**** Data for the task ****

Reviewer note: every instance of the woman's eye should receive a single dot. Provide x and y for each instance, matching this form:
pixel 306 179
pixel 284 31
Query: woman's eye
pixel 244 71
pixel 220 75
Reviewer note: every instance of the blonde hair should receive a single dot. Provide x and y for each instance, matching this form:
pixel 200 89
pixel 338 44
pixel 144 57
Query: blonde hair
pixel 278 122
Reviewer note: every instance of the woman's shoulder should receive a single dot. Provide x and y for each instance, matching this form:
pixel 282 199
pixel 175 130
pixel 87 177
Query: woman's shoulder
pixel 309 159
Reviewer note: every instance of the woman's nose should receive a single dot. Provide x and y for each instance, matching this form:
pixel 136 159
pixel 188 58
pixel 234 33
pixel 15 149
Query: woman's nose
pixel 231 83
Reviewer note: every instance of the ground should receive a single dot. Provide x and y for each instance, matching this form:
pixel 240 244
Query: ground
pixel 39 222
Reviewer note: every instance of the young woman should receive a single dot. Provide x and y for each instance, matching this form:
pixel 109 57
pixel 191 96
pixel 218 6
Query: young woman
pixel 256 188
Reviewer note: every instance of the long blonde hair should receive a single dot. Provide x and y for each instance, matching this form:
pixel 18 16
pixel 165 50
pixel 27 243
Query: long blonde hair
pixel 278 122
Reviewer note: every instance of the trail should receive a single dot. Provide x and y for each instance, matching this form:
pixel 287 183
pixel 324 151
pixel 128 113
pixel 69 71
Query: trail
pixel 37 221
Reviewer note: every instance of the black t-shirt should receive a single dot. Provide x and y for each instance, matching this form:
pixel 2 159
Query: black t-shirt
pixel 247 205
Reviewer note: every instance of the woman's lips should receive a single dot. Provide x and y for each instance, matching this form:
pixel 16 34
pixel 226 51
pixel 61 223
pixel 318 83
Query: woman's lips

****

# [What this task involves]
Please rewrite the records from their start up to and including the line with "pixel 220 75", putting "woman's eyebrow" in place of "woman's eye" and changing nothing else.

# [Solution]
Reviewer note: every instance of the woman's eyebrow should receive a single dot. Provide x and y for each instance, matching this form:
pixel 306 179
pixel 284 31
Query: woman's eyebrow
pixel 244 71
pixel 220 75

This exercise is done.